• What is being asked
Your task is to copy every line of the entries that holds the word "shoe".
── Input material ──
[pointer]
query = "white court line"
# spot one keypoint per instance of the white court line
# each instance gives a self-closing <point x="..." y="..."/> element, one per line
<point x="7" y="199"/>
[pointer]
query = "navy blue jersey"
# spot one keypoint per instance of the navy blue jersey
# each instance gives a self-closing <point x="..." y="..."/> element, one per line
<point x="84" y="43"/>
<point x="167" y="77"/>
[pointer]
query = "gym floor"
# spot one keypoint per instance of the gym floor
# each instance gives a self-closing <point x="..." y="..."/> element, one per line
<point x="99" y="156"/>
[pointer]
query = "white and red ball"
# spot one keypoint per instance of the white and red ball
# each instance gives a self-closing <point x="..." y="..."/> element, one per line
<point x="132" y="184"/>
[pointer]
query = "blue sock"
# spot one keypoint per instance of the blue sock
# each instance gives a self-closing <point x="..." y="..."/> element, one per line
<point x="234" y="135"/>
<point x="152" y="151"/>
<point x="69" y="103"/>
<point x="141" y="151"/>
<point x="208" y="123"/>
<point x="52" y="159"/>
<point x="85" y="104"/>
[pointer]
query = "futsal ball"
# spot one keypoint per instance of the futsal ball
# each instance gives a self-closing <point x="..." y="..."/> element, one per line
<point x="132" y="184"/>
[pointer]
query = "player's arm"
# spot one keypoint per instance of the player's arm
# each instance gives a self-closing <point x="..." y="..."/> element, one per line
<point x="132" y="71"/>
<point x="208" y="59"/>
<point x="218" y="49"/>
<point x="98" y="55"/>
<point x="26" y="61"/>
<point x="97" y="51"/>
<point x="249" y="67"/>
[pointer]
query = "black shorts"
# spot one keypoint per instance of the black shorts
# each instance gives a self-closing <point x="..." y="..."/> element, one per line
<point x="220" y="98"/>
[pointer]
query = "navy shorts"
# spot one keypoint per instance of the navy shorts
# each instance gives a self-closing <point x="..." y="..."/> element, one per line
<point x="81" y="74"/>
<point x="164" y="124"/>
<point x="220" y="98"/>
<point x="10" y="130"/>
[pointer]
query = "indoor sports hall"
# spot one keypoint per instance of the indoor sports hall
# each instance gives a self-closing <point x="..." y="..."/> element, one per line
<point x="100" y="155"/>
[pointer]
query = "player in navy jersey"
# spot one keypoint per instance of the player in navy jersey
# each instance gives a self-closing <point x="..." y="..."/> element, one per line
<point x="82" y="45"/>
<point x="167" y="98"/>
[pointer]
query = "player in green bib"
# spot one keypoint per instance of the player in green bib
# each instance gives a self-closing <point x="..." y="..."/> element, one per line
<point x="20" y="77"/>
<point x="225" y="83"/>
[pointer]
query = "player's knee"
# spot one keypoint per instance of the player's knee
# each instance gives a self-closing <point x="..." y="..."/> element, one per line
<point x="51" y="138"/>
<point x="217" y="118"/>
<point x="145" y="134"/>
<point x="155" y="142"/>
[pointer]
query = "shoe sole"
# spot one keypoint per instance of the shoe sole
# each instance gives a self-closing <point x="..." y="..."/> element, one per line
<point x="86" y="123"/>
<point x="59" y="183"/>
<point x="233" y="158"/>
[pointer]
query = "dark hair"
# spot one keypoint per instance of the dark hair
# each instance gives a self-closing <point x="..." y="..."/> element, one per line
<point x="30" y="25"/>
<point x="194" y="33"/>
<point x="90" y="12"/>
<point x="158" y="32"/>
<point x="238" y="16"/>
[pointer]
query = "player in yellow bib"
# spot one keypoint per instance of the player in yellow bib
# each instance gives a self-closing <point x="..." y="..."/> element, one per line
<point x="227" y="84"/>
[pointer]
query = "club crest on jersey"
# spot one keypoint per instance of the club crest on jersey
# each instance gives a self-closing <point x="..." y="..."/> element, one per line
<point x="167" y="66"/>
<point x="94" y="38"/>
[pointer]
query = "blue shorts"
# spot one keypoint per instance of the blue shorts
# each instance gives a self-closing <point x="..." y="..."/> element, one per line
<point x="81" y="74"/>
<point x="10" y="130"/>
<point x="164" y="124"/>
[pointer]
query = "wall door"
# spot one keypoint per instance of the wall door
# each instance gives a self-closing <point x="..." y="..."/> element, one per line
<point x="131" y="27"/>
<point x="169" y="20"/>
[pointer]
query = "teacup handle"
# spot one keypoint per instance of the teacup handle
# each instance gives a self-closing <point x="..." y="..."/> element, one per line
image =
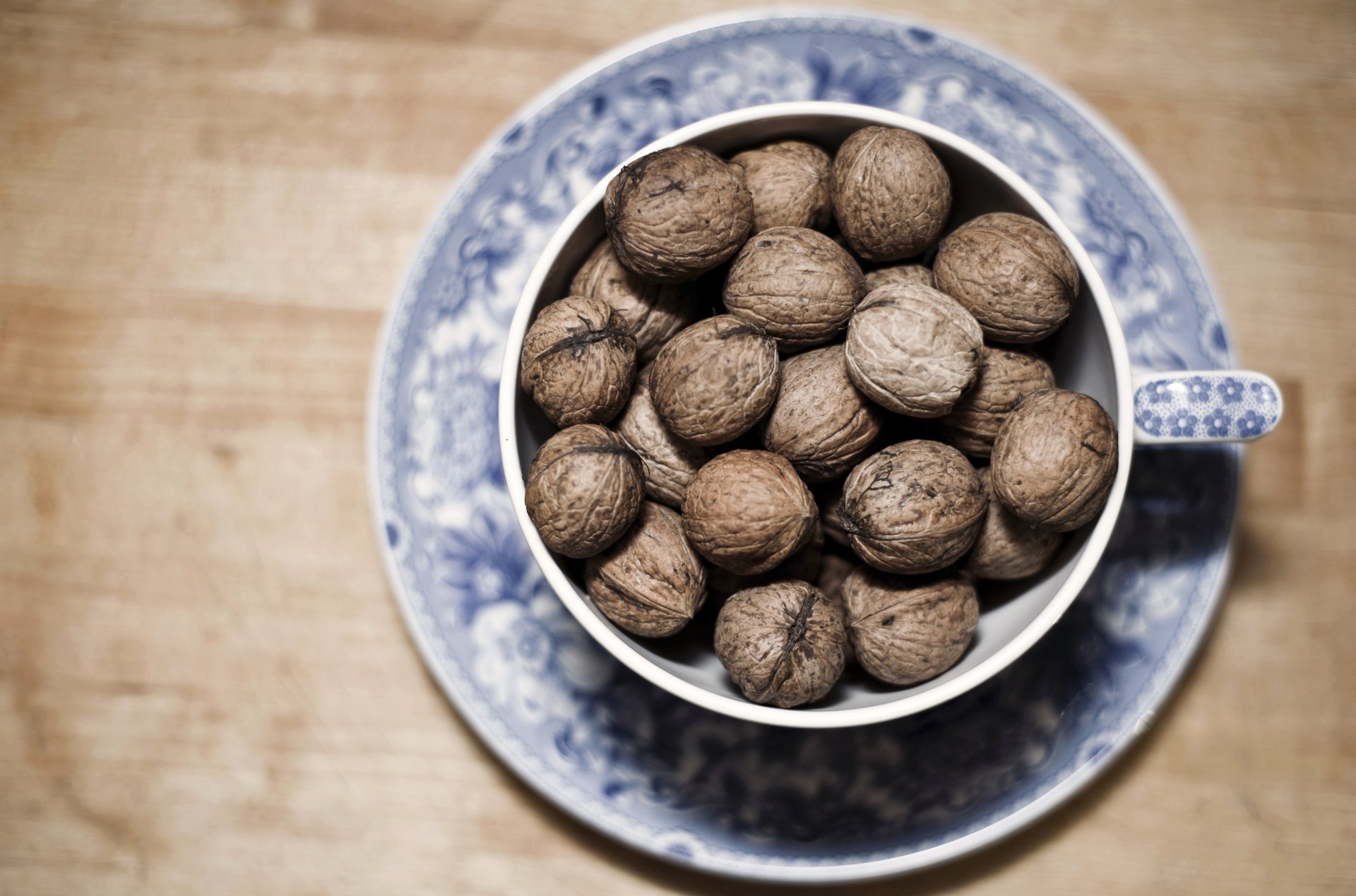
───
• Exercise response
query = "shoe sole"
# spot one keypoint per instance of the shoe sole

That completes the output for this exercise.